**Task to complete:** Only the lines from the one with "the white dress" through the end of the material below belong in the reply; transcribe them exactly.

====== Records supplied ======

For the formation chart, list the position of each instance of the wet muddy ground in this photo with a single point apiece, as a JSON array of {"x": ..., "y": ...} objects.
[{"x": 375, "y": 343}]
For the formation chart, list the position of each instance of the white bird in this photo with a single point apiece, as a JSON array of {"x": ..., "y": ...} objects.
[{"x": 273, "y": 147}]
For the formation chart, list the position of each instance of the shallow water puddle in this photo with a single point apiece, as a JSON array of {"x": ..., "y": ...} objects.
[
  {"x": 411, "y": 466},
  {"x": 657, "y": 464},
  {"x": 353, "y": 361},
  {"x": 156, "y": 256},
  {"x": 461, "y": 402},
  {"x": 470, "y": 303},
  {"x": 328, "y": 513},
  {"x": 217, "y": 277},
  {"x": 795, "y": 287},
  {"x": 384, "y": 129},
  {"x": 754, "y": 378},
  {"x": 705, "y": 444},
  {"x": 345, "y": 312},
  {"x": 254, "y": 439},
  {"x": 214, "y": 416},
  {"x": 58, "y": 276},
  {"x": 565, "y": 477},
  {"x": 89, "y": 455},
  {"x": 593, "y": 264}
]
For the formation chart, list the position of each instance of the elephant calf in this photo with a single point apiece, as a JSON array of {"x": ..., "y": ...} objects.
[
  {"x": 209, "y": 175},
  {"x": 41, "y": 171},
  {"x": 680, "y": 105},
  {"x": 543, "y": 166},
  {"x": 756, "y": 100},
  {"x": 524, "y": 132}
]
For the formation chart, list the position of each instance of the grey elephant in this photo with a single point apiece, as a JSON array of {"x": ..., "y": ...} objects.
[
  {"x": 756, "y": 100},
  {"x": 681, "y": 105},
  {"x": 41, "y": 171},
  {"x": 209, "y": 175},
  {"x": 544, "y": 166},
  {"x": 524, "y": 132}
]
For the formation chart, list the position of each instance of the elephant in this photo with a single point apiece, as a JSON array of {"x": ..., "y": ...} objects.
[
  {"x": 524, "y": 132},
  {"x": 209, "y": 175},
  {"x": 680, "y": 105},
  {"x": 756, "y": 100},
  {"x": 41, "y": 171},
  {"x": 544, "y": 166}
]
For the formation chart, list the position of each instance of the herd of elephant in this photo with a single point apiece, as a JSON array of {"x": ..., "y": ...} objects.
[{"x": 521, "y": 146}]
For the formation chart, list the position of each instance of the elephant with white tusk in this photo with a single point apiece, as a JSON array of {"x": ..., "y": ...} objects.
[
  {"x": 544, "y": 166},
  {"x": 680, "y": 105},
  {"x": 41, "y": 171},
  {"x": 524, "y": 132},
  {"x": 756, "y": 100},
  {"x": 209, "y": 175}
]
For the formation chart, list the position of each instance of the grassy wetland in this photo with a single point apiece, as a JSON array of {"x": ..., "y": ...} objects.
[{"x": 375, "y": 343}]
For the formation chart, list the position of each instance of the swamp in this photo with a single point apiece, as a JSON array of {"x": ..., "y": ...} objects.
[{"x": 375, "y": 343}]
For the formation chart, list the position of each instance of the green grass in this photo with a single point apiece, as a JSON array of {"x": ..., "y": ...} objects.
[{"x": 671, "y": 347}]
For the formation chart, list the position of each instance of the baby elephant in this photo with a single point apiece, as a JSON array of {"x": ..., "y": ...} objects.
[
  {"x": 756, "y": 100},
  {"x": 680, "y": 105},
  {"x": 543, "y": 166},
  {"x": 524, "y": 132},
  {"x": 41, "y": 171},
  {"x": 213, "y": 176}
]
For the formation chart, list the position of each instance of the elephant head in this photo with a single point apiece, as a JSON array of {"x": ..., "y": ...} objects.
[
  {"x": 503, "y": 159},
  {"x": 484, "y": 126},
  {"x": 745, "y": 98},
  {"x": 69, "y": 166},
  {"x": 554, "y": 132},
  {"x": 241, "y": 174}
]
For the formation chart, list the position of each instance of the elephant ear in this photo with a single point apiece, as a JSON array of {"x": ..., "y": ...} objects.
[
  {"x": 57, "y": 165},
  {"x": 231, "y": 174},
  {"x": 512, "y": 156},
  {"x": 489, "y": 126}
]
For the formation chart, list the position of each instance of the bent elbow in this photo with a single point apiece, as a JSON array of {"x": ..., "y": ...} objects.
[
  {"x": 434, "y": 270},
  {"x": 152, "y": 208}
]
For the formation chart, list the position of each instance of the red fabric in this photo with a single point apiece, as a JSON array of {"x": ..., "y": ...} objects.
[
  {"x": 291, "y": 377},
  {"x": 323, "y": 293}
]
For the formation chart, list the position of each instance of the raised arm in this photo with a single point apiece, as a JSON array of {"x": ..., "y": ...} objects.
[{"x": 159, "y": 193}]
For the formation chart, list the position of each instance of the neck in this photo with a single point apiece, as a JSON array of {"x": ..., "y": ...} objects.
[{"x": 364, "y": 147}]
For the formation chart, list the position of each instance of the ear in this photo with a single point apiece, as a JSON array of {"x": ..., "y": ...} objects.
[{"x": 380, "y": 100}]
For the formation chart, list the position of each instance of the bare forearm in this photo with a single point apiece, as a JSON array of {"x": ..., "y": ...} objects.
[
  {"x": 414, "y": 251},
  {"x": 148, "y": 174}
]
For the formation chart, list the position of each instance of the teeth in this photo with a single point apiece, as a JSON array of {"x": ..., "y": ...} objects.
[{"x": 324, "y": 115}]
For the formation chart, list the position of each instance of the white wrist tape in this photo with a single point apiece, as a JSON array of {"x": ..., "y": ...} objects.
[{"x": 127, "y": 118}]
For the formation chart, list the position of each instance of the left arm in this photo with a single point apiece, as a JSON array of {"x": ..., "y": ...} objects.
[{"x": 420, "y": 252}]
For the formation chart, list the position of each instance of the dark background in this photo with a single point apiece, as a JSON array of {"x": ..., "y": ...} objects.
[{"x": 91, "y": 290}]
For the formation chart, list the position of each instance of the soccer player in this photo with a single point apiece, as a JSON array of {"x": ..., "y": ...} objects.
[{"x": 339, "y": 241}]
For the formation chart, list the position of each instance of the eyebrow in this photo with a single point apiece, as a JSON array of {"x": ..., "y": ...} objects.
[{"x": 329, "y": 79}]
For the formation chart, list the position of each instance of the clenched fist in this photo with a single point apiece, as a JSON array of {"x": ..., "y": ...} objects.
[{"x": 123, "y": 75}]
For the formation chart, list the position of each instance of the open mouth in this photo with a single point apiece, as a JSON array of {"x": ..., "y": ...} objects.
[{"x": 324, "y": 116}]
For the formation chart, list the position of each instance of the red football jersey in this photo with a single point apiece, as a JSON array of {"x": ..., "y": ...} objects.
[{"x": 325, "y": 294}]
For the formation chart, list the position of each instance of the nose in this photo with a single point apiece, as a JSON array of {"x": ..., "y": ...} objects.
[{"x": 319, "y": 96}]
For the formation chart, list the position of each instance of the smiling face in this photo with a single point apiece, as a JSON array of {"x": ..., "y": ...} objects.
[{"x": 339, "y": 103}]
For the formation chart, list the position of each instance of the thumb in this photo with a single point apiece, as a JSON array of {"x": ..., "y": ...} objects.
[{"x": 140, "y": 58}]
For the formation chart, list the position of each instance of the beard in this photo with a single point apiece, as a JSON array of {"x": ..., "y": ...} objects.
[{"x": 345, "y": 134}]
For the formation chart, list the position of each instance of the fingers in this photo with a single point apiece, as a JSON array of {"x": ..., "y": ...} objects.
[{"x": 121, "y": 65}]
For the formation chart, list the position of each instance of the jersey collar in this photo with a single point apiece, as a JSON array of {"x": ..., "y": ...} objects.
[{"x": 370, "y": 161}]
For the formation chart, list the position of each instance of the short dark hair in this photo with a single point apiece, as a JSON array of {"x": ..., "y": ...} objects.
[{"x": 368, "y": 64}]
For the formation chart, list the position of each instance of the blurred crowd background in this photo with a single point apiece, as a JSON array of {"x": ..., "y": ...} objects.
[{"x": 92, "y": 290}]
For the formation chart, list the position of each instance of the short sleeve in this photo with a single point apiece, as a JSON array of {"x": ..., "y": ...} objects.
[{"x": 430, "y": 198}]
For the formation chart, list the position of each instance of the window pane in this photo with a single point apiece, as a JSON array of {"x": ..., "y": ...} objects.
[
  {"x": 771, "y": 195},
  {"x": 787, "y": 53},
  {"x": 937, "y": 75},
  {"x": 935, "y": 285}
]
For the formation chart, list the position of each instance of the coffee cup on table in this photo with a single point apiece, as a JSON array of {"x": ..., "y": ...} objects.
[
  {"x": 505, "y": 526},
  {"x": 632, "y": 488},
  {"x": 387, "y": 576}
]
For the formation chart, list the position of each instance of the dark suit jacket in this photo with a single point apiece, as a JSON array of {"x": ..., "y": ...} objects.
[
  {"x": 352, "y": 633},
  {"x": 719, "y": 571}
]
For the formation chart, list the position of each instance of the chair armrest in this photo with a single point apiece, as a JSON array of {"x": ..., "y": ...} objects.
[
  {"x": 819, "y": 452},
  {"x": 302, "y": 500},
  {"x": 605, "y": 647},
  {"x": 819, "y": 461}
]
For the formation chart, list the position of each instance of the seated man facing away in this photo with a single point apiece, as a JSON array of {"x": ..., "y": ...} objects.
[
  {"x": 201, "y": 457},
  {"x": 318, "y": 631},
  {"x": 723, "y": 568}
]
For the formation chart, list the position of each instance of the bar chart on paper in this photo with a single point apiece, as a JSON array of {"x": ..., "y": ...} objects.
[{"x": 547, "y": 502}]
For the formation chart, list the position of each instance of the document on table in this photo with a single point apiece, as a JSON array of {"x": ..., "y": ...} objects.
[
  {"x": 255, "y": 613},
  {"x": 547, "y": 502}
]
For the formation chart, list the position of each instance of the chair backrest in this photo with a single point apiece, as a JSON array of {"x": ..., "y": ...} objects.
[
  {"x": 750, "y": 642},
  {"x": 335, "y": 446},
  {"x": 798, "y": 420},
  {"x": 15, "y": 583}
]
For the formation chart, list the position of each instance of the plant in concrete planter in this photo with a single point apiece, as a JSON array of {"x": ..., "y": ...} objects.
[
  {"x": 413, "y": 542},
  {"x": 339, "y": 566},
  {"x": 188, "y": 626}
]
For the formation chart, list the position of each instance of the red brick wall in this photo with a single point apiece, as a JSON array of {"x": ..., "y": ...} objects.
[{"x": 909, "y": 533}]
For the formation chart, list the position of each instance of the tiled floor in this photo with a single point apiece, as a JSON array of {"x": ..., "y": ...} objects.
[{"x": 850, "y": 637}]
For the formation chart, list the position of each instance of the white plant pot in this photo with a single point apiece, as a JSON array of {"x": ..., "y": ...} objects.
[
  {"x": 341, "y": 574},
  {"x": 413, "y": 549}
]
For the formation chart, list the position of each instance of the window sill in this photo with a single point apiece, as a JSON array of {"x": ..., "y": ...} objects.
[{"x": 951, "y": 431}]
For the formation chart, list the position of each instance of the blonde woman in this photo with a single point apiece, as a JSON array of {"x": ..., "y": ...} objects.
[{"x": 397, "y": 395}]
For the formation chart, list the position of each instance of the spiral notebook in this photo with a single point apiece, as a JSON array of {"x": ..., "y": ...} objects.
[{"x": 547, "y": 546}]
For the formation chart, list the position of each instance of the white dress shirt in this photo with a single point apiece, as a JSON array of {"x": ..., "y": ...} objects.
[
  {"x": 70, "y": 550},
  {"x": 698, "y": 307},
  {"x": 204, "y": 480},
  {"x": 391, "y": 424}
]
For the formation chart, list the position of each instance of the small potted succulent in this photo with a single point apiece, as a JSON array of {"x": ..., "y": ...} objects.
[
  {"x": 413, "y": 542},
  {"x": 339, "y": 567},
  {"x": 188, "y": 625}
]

======

**Problem solution:**
For the formation chart, list the position of each instance of the white dress shirt in this photo with a single point apiece, as a JSON array of {"x": ..., "y": ...} objects.
[
  {"x": 70, "y": 550},
  {"x": 698, "y": 307},
  {"x": 204, "y": 480},
  {"x": 391, "y": 424}
]
For the formation chart, list the position of each instance of the small potted succulent in this photo with a single point apiece, as a JSON array of {"x": ..., "y": ...} objects.
[
  {"x": 413, "y": 542},
  {"x": 339, "y": 567},
  {"x": 188, "y": 625}
]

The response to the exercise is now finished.